■ Tâche demandée 1: Transformez en tableau Markdown les lignes de la liste, en commençant à la ligne qui contient « of the shrub » et en allant jusqu'à la fin de la liste, avec une colonne « Numéro » et une colonne « Ligne de la liste ». Omettez les lignes vides et laissez les images hors de la réponse.

■ Source:
• • •
Quelque 30 millions de Birmans sont appelés aux urnes dimanche pour des élections historiques prédites victorieuses pour l’opposante Aung San Suu Kyi. Mais le résultat ne sera connu que dans plusieurs jours.
Quelle est la portée de ces élections?
Ce scrutin sera révélateur du succès de la transition démocratique amorcée il y a quatre ans, avec l’auto-dissolution d’une junte ayant régné d’une poigne de fer depuis 1962, figeant dans le temps l’ex-colonie britannique qui était le grenier de l’Asie du sud-est et enfermant l’opposante Aung San Suu Kyi pendant quinze ans en résidence surveillée, jusqu’en 2010.
L’entrée au Parlement du parti d’Aung San Suu Kyi à la faveur d’élections partielles en 2012 a ouvert la voie de la démocratisation du pays.
Mais Suu Kyi dénonce régulièrement les limites des réformes amorcées par le gouvernement post-junte depuis 2011: il reste dominé par d’ex-généraux, soucieux de défendre les intérêts de l’ancienne garde sous couvert d’assurer une transition en douceur.
L’armée reste d’ailleurs très puissante politiquement puisqu’elle conserve un quart des sièges du Parlement, réservés à des militaires non élus.
Quelles sont les forces en présence?
Au total, plus de 90 partis sont officiellement en compétition.
• • •
■ Matériel de travail:
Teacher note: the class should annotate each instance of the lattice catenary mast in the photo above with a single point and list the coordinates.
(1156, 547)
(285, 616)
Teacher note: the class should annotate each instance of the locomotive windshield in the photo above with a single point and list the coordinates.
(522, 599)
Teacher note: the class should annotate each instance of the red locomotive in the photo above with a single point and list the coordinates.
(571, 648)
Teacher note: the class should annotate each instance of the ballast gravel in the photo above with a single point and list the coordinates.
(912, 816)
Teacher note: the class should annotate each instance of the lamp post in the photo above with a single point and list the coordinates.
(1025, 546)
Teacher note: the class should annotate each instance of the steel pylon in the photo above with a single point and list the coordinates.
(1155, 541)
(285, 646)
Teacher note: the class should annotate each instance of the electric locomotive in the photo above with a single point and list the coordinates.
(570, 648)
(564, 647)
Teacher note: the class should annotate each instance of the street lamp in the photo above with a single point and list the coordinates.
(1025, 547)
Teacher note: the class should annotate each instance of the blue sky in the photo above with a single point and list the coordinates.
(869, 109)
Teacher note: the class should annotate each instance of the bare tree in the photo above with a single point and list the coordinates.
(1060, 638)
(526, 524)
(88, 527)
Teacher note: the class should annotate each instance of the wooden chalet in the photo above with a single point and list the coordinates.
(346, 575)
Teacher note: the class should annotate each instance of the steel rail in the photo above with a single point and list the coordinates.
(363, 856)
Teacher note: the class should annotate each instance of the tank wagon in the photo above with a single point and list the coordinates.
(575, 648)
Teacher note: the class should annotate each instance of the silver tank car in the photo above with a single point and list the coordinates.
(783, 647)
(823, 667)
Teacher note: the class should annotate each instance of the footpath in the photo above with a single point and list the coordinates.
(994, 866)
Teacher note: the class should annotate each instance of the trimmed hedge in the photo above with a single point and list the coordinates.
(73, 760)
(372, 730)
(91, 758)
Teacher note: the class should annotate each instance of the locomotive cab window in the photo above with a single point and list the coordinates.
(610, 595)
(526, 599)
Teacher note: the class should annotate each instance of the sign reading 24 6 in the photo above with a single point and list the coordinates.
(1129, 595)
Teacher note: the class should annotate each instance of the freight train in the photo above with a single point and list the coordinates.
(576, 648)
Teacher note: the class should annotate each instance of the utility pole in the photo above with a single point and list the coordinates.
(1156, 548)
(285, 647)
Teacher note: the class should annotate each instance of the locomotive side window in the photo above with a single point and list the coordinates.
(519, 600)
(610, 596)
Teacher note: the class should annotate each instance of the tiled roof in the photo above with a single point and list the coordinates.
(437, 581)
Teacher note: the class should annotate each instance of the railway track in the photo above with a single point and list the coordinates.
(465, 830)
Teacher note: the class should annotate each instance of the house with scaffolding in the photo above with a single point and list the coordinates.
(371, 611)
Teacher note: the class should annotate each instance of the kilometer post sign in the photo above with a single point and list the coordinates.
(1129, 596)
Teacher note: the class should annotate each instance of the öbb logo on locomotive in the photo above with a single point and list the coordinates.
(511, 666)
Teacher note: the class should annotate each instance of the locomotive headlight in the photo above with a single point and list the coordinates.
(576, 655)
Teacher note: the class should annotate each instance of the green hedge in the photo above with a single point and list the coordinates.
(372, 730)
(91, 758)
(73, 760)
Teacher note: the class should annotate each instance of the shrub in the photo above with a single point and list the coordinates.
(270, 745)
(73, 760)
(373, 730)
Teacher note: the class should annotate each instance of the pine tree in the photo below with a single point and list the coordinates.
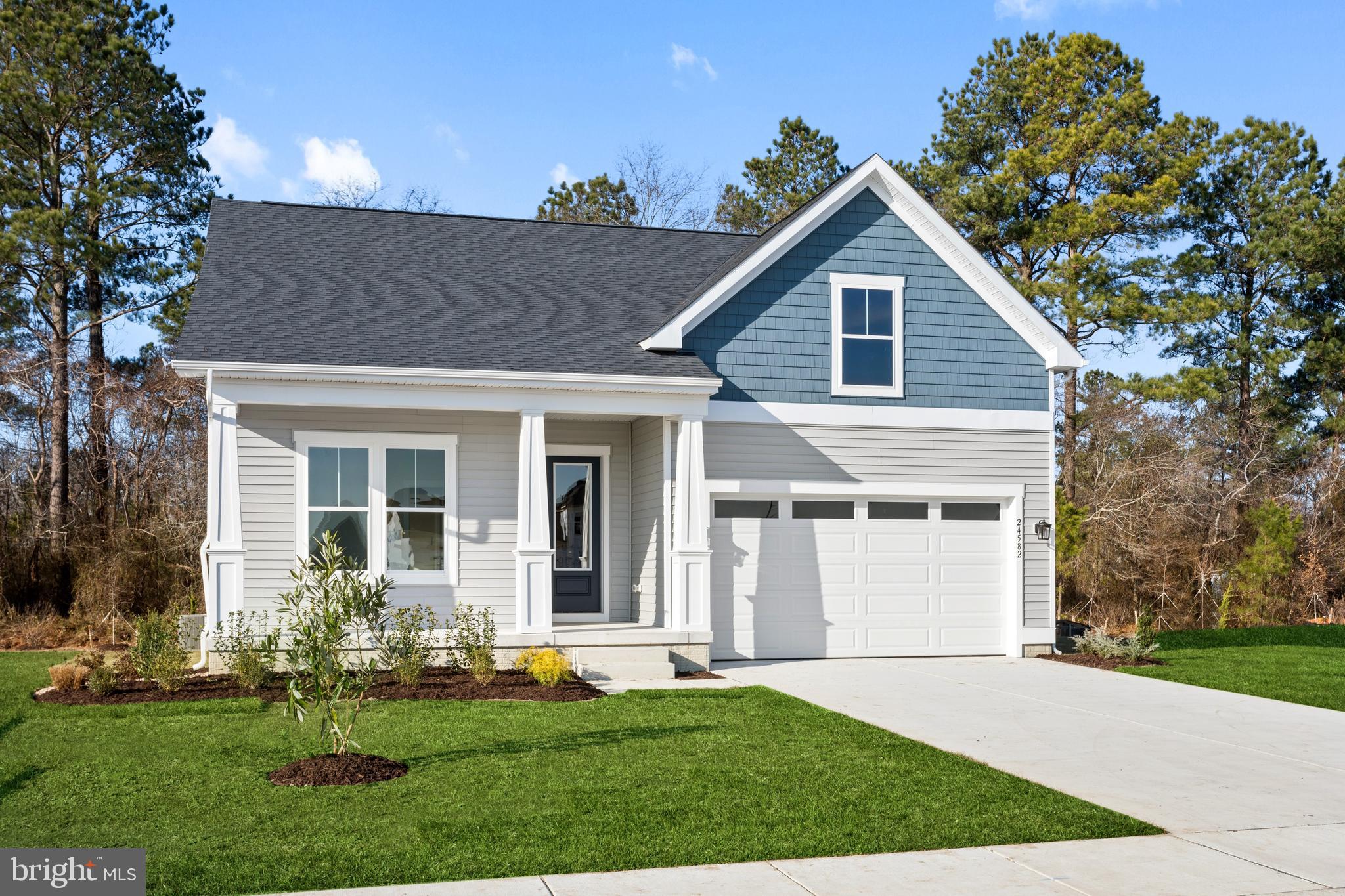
• • •
■ Tâche demandée 2: Énumérez toutes les années mentionnées dans la source sur les élections en Birmanie.

■ Réponse complète 1:
| Numéro | Ligne de la liste |
|---|---|
| 1 | Teacher note: the class should annotate each instance of the shrub in the photo above with a single point and list the coordinates. |
| 2 | (270, 745) |
| 3 | (73, 760) |
| 4 | (373, 730) |
| 5 | Teacher note: the class should annotate each instance of the pine tree in the photo below with a single point and list the coordinates. |

■ Réponse complète 2: 1962, 2010, 2012, 2011